> [QUOTED PASSAGE]
"""
# Laser distance meters, recommendations please



## user1007 (Sep 23, 2009)

What kind of distances are you measuring and to what degree of accuracy? Indoors or outdoors? Sure a laser is what you want?


----------



## Spud (Apr 23, 2008)

sdsester said:


> What kind of distances are you measuring and to what degree of accuracy? Indoors or outdoors? Sure a laser is what you want?


Indoors and outdoors.
Length , 3 fullsize crew cab pickups.
Accuracy, trying for 1mm.


----------



## user1007 (Sep 23, 2009)

I have a Northwest somewhat like the one shown for about $150 that is supposedly accurate to 1.5mm. See if any at the URL will work for you? Needing one to work outside is the tricky part; make sure you get one bright enough as the glasses only help so much. Look for one that will calculate triangles to give you the length of one side. Just another way of tweaking accuracy to what you need. I haven't shopped for one in awhile and am pleased to see prices have actually dropped some.

http://www.engineersupply.com/laser-measurers.aspx










I used my digital measuring things mainly to get square footage indoors or to do quick basic floorplans and I did not require the accuracy you do. Nothing against lasers but also look at sonic and even GPS measuring devices. They use GPS now to plumb skyscrapers.

Please post what you decide to get. I am curious.


----------
"""
> [ENTRIES SUPPLIED]
"""
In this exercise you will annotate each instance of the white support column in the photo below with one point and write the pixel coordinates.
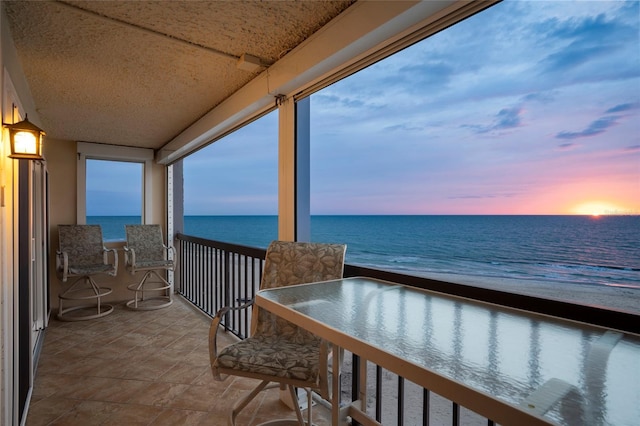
(293, 171)
(303, 173)
(286, 170)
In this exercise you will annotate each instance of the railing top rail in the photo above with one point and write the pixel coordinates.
(236, 248)
(619, 320)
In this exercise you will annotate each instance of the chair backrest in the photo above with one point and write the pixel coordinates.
(290, 263)
(82, 243)
(147, 242)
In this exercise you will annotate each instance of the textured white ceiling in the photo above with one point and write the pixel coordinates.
(137, 73)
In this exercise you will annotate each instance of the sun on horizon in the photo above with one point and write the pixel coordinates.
(599, 208)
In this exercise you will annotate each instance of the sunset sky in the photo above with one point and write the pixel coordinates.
(531, 107)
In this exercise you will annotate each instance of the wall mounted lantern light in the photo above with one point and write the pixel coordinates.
(26, 140)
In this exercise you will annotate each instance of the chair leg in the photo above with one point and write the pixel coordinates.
(137, 303)
(87, 292)
(240, 405)
(294, 398)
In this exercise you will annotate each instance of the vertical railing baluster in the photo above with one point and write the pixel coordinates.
(378, 393)
(425, 407)
(455, 418)
(400, 400)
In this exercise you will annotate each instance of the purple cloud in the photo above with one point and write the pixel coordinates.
(595, 128)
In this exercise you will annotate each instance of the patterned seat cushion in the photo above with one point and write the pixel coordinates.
(274, 356)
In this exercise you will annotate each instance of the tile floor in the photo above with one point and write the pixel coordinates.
(141, 368)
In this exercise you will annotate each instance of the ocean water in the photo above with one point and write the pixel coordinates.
(601, 251)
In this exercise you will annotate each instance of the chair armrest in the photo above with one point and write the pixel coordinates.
(171, 254)
(105, 253)
(62, 264)
(213, 332)
(130, 259)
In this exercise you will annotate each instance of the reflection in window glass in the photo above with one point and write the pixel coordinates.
(231, 186)
(114, 196)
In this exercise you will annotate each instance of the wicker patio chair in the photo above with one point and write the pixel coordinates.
(278, 352)
(146, 252)
(82, 254)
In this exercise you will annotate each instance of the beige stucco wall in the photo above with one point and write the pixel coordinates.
(61, 158)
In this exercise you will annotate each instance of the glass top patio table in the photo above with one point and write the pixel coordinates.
(508, 365)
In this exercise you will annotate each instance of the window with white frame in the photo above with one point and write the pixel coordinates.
(113, 187)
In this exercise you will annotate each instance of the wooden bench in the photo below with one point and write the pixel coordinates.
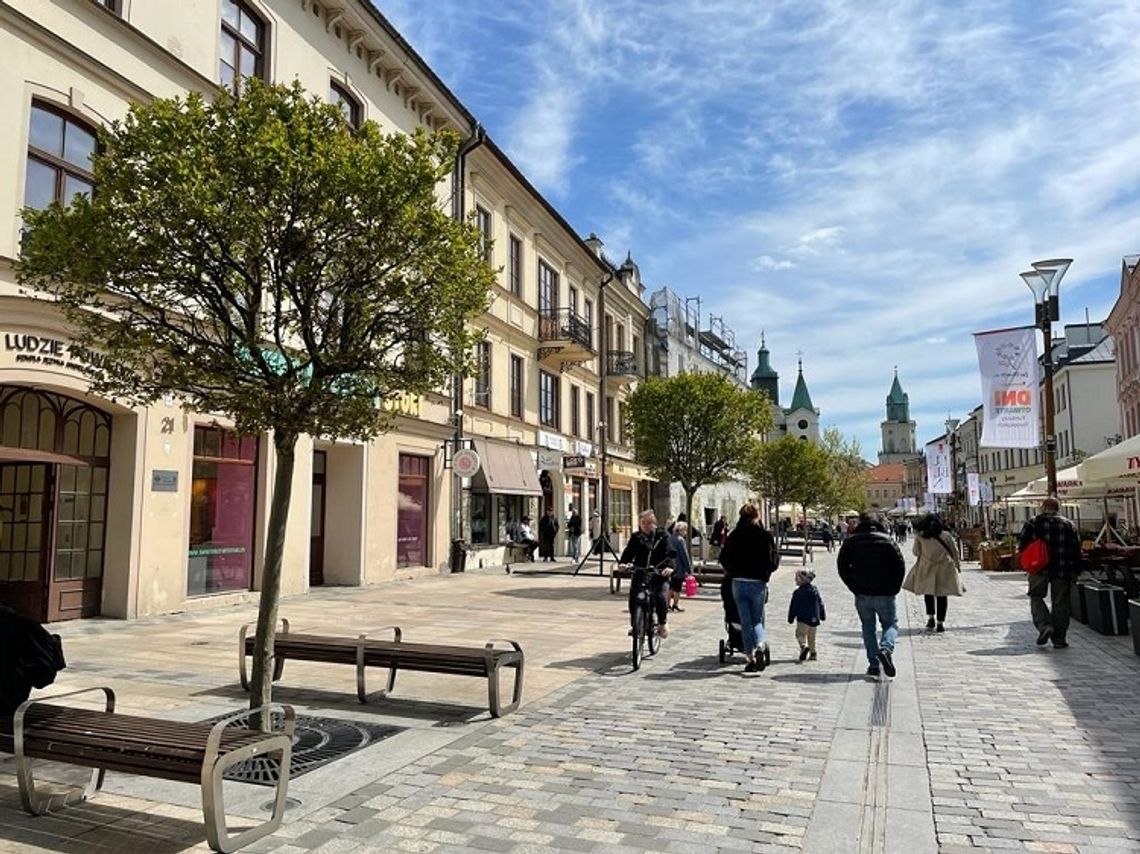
(363, 651)
(104, 740)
"""
> [TASKS]
1. Output the part of the laser distance meter thread from "Length , 3 fullsize" up to and including "actually dropped some.", word for word.
2. For each statement, answer yes or no according to the laser distance meter thread, and quote the words that decide it: (a) Spud plans to take measurements only indoors. (b) The poster who owns a Northwest meter paid about $150 for it. (c) The poster who owns the Northwest meter needed the same accuracy that Spud is after.

> [SOLUTIONS BELOW]
1.
Length , 3 fullsize crew cab pickups.
Accuracy, trying for 1mm.


----------



## user1007 (Sep 23, 2009)

I have a Northwest somewhat like the one shown for about $150 that is supposedly accurate to 1.5mm. See if any at the URL will work for you? Needing one to work outside is the tricky part; make sure you get one bright enough as the glasses only help so much. Look for one that will calculate triangles to give you the length of one side. Just another way of tweaking accuracy to what you need. I haven't shopped for one in awhile and am pleased to see prices have actually dropped some.

2.
(a) No: "Indoors and outdoors."
(b) Yes: "I have a Northwest somewhat like the one shown for about $150"
(c) No: "I did not require the accuracy you do."